start

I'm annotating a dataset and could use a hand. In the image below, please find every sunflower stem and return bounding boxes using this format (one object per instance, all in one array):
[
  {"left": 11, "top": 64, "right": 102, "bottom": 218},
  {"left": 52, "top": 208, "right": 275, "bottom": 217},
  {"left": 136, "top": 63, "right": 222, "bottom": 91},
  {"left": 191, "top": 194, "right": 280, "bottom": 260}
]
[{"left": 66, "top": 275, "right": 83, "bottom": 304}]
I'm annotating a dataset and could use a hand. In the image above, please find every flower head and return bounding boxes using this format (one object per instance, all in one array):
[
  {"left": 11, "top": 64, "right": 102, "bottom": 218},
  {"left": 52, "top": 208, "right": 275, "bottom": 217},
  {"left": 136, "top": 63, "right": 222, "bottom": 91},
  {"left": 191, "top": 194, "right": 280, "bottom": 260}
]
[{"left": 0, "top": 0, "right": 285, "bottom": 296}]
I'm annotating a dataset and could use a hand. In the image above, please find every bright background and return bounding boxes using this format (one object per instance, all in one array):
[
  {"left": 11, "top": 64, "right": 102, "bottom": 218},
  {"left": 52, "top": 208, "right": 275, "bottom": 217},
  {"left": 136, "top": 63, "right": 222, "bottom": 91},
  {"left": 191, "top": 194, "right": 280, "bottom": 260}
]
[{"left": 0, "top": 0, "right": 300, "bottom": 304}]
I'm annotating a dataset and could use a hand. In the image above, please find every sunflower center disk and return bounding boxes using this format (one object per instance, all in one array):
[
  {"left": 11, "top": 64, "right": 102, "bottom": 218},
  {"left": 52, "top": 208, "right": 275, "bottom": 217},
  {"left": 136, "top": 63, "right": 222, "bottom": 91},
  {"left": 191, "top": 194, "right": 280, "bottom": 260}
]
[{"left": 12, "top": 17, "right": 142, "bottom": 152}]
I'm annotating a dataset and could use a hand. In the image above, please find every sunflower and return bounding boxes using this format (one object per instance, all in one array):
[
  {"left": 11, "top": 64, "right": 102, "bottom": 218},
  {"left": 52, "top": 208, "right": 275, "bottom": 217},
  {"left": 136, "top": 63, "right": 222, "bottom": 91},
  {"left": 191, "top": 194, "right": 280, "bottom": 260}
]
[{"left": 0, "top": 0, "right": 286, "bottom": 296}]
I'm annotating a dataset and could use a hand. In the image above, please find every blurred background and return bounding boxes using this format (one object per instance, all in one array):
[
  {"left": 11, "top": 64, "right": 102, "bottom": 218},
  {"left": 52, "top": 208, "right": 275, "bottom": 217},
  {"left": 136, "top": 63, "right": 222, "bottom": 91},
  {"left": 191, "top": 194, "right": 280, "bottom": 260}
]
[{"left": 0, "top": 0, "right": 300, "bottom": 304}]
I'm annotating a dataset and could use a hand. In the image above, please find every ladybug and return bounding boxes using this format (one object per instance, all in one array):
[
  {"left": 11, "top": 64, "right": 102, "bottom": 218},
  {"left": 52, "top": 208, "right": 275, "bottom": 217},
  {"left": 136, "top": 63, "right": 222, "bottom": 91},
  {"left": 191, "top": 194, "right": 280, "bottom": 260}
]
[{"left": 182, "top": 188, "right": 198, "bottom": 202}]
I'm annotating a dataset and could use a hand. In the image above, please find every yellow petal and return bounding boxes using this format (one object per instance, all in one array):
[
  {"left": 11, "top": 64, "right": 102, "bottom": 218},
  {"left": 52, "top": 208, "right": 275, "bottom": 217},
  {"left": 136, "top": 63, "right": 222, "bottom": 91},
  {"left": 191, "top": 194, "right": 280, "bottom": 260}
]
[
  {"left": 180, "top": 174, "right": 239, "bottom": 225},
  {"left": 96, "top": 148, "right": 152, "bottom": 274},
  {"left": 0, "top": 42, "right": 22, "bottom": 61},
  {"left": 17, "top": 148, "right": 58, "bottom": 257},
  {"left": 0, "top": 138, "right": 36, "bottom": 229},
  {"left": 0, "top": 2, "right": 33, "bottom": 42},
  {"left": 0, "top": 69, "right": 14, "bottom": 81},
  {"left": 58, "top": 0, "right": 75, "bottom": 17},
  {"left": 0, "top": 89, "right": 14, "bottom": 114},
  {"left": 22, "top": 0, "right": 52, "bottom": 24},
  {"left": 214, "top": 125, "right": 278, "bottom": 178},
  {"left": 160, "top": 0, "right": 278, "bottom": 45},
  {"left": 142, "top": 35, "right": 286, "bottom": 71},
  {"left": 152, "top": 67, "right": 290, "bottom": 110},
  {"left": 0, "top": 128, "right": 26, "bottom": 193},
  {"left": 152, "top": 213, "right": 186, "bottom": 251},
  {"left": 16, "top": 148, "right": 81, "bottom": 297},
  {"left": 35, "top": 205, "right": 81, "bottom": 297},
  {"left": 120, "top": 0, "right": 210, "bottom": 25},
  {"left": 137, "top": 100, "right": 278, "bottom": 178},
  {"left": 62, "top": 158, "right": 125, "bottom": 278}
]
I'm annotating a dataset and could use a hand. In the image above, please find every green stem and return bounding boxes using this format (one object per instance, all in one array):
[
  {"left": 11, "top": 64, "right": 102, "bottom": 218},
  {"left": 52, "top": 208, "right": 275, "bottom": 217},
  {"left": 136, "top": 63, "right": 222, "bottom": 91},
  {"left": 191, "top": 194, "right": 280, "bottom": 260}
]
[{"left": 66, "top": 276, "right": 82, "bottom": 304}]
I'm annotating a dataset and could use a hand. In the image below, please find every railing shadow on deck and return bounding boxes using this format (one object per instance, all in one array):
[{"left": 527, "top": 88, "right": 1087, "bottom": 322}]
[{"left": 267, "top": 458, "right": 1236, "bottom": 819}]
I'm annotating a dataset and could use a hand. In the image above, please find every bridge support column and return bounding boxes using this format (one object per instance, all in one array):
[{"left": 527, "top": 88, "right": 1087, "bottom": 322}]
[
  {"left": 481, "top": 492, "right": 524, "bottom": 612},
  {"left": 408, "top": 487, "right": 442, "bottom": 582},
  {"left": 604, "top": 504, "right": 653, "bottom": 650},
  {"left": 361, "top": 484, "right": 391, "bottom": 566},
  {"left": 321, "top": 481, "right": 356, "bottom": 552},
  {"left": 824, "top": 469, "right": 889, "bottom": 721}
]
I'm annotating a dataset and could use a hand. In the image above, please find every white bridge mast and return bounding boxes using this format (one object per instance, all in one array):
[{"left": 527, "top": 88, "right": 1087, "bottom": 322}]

end

#### Goal:
Reproduce the full listing above, character for character.

#### Output for this exercise:
I'm annotating a dataset and could use a hand. In the image below, please find every sunflower stem and return bounding boxes using this format (one object per instance, all in one array):
[
  {"left": 11, "top": 64, "right": 102, "bottom": 218},
  {"left": 52, "top": 208, "right": 275, "bottom": 217},
  {"left": 136, "top": 63, "right": 222, "bottom": 91},
  {"left": 191, "top": 194, "right": 280, "bottom": 260}
]
[{"left": 66, "top": 275, "right": 83, "bottom": 304}]
I'm annotating a dataset and could use a hand. In the image above, please find every flower head and return bounding boxes using this format (one object per instance, all in one array):
[
  {"left": 11, "top": 64, "right": 102, "bottom": 218},
  {"left": 52, "top": 208, "right": 275, "bottom": 217},
  {"left": 136, "top": 63, "right": 222, "bottom": 91},
  {"left": 191, "top": 194, "right": 280, "bottom": 260}
]
[{"left": 0, "top": 0, "right": 285, "bottom": 296}]
I'm annotating a dataset and could use a hand. In the image above, please find every bright background and return bounding boxes using this format (one object per instance, all in one array):
[
  {"left": 11, "top": 64, "right": 102, "bottom": 218},
  {"left": 52, "top": 208, "right": 275, "bottom": 217},
  {"left": 136, "top": 63, "right": 222, "bottom": 91},
  {"left": 191, "top": 194, "right": 280, "bottom": 260}
]
[{"left": 0, "top": 0, "right": 300, "bottom": 304}]
I'm annotating a dataset and could use a hand. In the image above, please find every sunflower center disk and return bounding boxes using this format (one object per instance, all in one array):
[
  {"left": 11, "top": 64, "right": 102, "bottom": 218},
  {"left": 52, "top": 208, "right": 275, "bottom": 217},
  {"left": 136, "top": 63, "right": 222, "bottom": 91},
  {"left": 191, "top": 194, "right": 280, "bottom": 260}
]
[{"left": 12, "top": 17, "right": 142, "bottom": 152}]
I'm annotating a dataset and could use a hand. In the image above, please find every sunflower and return bounding boxes using this format (one object per instance, all in one array):
[
  {"left": 11, "top": 64, "right": 102, "bottom": 218},
  {"left": 52, "top": 208, "right": 275, "bottom": 217},
  {"left": 136, "top": 63, "right": 222, "bottom": 91},
  {"left": 191, "top": 194, "right": 280, "bottom": 260}
]
[{"left": 0, "top": 0, "right": 286, "bottom": 296}]
I'm annotating a dataset and could use a hand. In the image above, please find every blurred background and return bounding boxes using this format (one object per instance, all in one array):
[
  {"left": 11, "top": 64, "right": 102, "bottom": 218},
  {"left": 52, "top": 208, "right": 275, "bottom": 217},
  {"left": 136, "top": 63, "right": 222, "bottom": 91},
  {"left": 191, "top": 194, "right": 280, "bottom": 260}
]
[{"left": 0, "top": 0, "right": 300, "bottom": 304}]
I'm annotating a dataset and could use a hand. In the image above, please find every ladybug and return bounding boxes using this format (one object per instance, all in one array):
[
  {"left": 11, "top": 64, "right": 102, "bottom": 218},
  {"left": 52, "top": 208, "right": 275, "bottom": 217},
  {"left": 136, "top": 63, "right": 222, "bottom": 91},
  {"left": 191, "top": 194, "right": 280, "bottom": 260}
]
[{"left": 182, "top": 188, "right": 198, "bottom": 202}]
I'm annotating a dataset and could use a hand. In the image above, please find every yellow petal and return bounding boxes using this format (one object per instance, all in one array):
[
  {"left": 11, "top": 64, "right": 102, "bottom": 218},
  {"left": 52, "top": 208, "right": 275, "bottom": 217},
  {"left": 136, "top": 63, "right": 222, "bottom": 91},
  {"left": 191, "top": 194, "right": 280, "bottom": 260}
]
[
  {"left": 180, "top": 174, "right": 239, "bottom": 225},
  {"left": 96, "top": 148, "right": 152, "bottom": 274},
  {"left": 0, "top": 42, "right": 22, "bottom": 61},
  {"left": 17, "top": 148, "right": 58, "bottom": 257},
  {"left": 0, "top": 138, "right": 36, "bottom": 229},
  {"left": 0, "top": 2, "right": 33, "bottom": 42},
  {"left": 0, "top": 69, "right": 14, "bottom": 81},
  {"left": 58, "top": 0, "right": 75, "bottom": 17},
  {"left": 0, "top": 89, "right": 14, "bottom": 114},
  {"left": 22, "top": 0, "right": 52, "bottom": 24},
  {"left": 214, "top": 125, "right": 278, "bottom": 178},
  {"left": 160, "top": 0, "right": 278, "bottom": 45},
  {"left": 142, "top": 35, "right": 286, "bottom": 71},
  {"left": 152, "top": 67, "right": 290, "bottom": 110},
  {"left": 0, "top": 128, "right": 26, "bottom": 193},
  {"left": 152, "top": 213, "right": 186, "bottom": 251},
  {"left": 16, "top": 148, "right": 81, "bottom": 297},
  {"left": 35, "top": 205, "right": 81, "bottom": 297},
  {"left": 120, "top": 0, "right": 210, "bottom": 25},
  {"left": 137, "top": 100, "right": 278, "bottom": 178},
  {"left": 62, "top": 158, "right": 125, "bottom": 278}
]
I'm annotating a dataset and could use a hand. In the image above, please find every green stem and return bounding boxes using this format (one object per instance, all in one array):
[
  {"left": 11, "top": 64, "right": 102, "bottom": 218},
  {"left": 52, "top": 208, "right": 275, "bottom": 217},
  {"left": 136, "top": 63, "right": 222, "bottom": 91},
  {"left": 191, "top": 194, "right": 280, "bottom": 260}
]
[{"left": 66, "top": 276, "right": 82, "bottom": 304}]
I'm annotating a dataset and could use a hand. In the image below, please find every railing shadow on deck and return bounding boxes using this format (one object per instance, all in one array):
[{"left": 527, "top": 88, "right": 1087, "bottom": 322}]
[{"left": 267, "top": 458, "right": 1236, "bottom": 819}]
I'm annotating a dataset and could use a hand. In the image above, please find every bridge support column and return bounding boxes using this format (one object per instance, all in one array):
[{"left": 527, "top": 88, "right": 1087, "bottom": 322}]
[
  {"left": 481, "top": 492, "right": 524, "bottom": 612},
  {"left": 408, "top": 487, "right": 442, "bottom": 582},
  {"left": 604, "top": 504, "right": 653, "bottom": 650},
  {"left": 361, "top": 484, "right": 391, "bottom": 566},
  {"left": 321, "top": 481, "right": 356, "bottom": 552},
  {"left": 824, "top": 469, "right": 889, "bottom": 721}
]
I'm annotating a dataset and could use a hand. In the image above, please find every white bridge mast and return bounding boxes using this format (one object per instance, all in one array):
[{"left": 527, "top": 88, "right": 1087, "bottom": 322}]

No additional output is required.